Listed records —
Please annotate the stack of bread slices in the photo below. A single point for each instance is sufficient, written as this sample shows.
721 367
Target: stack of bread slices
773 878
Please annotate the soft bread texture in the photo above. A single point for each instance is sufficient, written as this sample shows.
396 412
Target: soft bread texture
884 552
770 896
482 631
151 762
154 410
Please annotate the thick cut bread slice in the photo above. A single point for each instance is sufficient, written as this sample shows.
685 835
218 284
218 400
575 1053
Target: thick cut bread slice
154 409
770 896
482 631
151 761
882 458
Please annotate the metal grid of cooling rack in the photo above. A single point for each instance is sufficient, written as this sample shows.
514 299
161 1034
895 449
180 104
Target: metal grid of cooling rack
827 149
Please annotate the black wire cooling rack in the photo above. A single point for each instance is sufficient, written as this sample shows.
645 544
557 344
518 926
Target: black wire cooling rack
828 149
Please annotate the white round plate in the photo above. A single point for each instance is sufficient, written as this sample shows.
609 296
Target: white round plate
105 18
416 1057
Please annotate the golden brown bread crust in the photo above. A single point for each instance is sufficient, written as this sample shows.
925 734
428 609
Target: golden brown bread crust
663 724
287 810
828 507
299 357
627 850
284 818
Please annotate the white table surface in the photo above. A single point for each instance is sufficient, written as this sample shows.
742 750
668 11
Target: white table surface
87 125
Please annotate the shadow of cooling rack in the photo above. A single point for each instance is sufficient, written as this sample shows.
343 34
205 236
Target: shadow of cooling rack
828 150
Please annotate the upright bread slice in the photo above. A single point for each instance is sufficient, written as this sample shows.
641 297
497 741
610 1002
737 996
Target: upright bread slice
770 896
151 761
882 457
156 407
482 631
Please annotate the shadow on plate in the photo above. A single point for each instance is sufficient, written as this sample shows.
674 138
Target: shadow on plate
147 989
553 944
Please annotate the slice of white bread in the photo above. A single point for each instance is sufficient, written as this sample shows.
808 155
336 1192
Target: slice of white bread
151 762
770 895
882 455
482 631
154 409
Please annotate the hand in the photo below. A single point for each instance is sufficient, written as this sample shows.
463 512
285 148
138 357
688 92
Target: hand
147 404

Exercise instructions —
Number of lines above holding "below"? Give that number alone.

Solution for this exercise —
2